(Activity):
Rewrite the data below, changing every instance of "positive clicks" to "foreground clicks" and leaving everything else untouched.

══════

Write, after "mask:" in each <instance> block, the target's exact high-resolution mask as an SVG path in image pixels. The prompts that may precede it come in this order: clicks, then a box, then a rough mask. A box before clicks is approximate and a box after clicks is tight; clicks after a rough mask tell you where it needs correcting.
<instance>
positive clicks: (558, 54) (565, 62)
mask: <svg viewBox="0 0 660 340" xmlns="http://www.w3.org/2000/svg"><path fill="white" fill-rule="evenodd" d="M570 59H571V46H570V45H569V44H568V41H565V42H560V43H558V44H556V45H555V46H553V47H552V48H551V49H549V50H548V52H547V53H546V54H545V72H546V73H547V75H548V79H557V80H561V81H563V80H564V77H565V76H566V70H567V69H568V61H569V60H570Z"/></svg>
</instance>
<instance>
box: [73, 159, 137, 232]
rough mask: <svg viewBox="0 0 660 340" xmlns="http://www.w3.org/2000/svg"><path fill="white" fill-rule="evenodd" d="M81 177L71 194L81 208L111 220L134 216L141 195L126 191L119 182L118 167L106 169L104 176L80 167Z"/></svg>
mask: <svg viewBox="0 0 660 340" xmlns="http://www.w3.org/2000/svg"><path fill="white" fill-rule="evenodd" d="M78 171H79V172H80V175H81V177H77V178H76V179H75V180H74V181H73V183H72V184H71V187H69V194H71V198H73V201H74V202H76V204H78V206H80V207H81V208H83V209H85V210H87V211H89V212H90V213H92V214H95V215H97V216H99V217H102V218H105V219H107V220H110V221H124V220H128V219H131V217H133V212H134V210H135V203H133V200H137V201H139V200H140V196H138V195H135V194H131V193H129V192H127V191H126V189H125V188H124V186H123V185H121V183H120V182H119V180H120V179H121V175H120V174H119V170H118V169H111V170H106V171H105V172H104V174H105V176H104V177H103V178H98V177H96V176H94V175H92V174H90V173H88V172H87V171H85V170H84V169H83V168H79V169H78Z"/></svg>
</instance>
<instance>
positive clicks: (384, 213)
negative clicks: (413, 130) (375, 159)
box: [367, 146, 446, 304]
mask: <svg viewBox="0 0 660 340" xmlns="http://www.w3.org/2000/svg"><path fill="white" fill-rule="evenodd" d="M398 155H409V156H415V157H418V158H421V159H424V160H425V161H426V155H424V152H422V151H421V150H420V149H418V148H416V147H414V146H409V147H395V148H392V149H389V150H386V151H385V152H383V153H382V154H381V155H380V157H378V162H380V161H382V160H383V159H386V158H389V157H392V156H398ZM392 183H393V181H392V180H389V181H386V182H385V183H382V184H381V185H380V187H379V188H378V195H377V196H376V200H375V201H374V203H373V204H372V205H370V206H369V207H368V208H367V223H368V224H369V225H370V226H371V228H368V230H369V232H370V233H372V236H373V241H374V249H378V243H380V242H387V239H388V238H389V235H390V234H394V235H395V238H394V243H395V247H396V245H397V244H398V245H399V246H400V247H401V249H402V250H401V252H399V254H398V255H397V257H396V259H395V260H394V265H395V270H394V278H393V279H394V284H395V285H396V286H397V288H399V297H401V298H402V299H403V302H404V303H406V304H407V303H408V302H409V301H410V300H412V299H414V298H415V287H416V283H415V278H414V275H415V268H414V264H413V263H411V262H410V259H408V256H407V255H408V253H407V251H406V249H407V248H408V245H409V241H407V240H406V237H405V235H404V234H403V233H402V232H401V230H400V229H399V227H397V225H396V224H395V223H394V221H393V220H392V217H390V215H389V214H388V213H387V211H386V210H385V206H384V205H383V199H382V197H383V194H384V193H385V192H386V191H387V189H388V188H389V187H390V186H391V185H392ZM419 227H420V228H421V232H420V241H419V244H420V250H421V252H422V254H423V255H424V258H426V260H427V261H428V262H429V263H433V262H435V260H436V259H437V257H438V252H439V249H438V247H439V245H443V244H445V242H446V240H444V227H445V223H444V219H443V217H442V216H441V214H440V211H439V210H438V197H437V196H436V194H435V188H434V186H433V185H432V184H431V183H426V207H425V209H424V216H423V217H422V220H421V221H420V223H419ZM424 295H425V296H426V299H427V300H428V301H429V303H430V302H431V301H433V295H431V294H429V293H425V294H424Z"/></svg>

══════

(Output for this exercise):
Write, after "mask:" in each <instance> block, the target's exact high-resolution mask as an SVG path in image pixels. The prompts that may precede it come in this order: clicks, then a box, then a rough mask. A box before clicks is approximate and a box after clicks is tight; clicks after a rough mask tell you where it needs correcting.
<instance>
foreground clicks: (558, 54) (565, 62)
mask: <svg viewBox="0 0 660 340" xmlns="http://www.w3.org/2000/svg"><path fill="white" fill-rule="evenodd" d="M570 59H571V46H570V45H569V44H568V41H565V42H560V43H558V44H556V45H555V46H553V47H552V48H551V49H549V50H548V52H547V53H546V54H545V72H546V73H547V75H548V79H557V80H561V81H563V80H564V77H565V76H566V70H567V69H568V61H569V60H570Z"/></svg>
</instance>
<instance>
box: [73, 159, 137, 232]
rough mask: <svg viewBox="0 0 660 340" xmlns="http://www.w3.org/2000/svg"><path fill="white" fill-rule="evenodd" d="M81 177L71 194L81 208L111 220L134 216L141 195L126 191L119 182L118 167L106 169L104 176L80 167Z"/></svg>
mask: <svg viewBox="0 0 660 340" xmlns="http://www.w3.org/2000/svg"><path fill="white" fill-rule="evenodd" d="M78 171H79V172H80V175H81V177H77V178H76V179H75V180H74V181H73V183H72V184H71V187H69V194H71V198H73V201H74V202H76V204H78V206H80V207H81V208H83V209H85V210H87V211H89V212H90V213H92V214H95V215H97V216H99V217H102V218H105V219H107V220H110V221H124V220H128V219H131V217H133V212H134V210H135V203H133V200H137V201H139V200H140V196H138V195H135V194H131V193H129V192H127V191H126V189H125V188H124V186H123V185H121V183H120V182H119V180H120V179H121V175H120V174H119V170H118V169H111V170H106V171H105V172H104V174H105V176H104V177H103V178H98V177H96V176H94V175H92V174H90V173H88V172H87V171H85V170H84V169H83V168H79V169H78Z"/></svg>
</instance>
<instance>
foreground clicks: (384, 213)
negative clicks: (413, 130) (375, 159)
box: [367, 146, 446, 304]
mask: <svg viewBox="0 0 660 340" xmlns="http://www.w3.org/2000/svg"><path fill="white" fill-rule="evenodd" d="M398 155H409V156H415V157H418V158H421V159H424V160H425V161H426V155H424V152H422V151H421V150H420V149H418V148H416V147H414V146H409V147H395V148H392V149H389V150H386V151H385V152H383V153H382V154H381V155H380V157H378V162H380V161H382V160H383V159H386V158H389V157H392V156H398ZM392 183H393V181H392V180H389V181H386V182H385V183H382V184H381V185H380V187H379V188H378V195H377V196H376V200H375V201H374V203H373V204H372V205H370V206H369V207H368V208H367V223H368V224H369V225H370V226H371V228H368V230H369V232H370V233H372V236H373V241H374V249H378V243H380V242H387V239H388V238H389V235H390V234H394V235H395V238H394V243H395V247H396V245H397V244H398V245H399V246H400V247H401V249H402V250H401V252H399V254H398V255H397V257H396V259H395V260H394V265H395V270H394V278H393V279H394V284H395V285H396V286H397V288H399V297H401V298H402V299H403V302H404V303H406V304H407V303H408V302H409V301H410V300H412V299H414V298H415V287H416V283H415V278H414V275H415V268H414V264H413V263H411V262H410V259H408V256H407V255H408V253H407V251H406V249H407V248H408V245H409V241H407V240H406V237H405V235H404V234H403V233H402V232H401V230H400V229H399V227H397V225H396V224H395V223H394V221H393V220H392V217H390V215H389V214H388V213H387V211H386V210H385V206H384V205H383V199H382V197H383V194H384V193H385V192H386V191H387V189H388V188H389V187H390V186H391V185H392ZM419 227H420V228H421V232H420V241H419V244H420V250H421V252H422V254H423V255H424V258H426V260H427V261H428V262H429V263H433V262H435V260H436V259H437V257H438V252H439V249H438V247H439V245H443V244H445V242H446V240H444V227H445V223H444V219H443V217H442V216H441V214H440V211H439V210H438V197H437V196H436V194H435V188H434V186H433V185H432V184H431V183H426V207H425V209H424V216H423V217H422V220H421V221H420V223H419ZM424 295H425V296H426V299H427V300H428V301H429V303H430V302H431V301H433V295H431V294H429V293H425V294H424Z"/></svg>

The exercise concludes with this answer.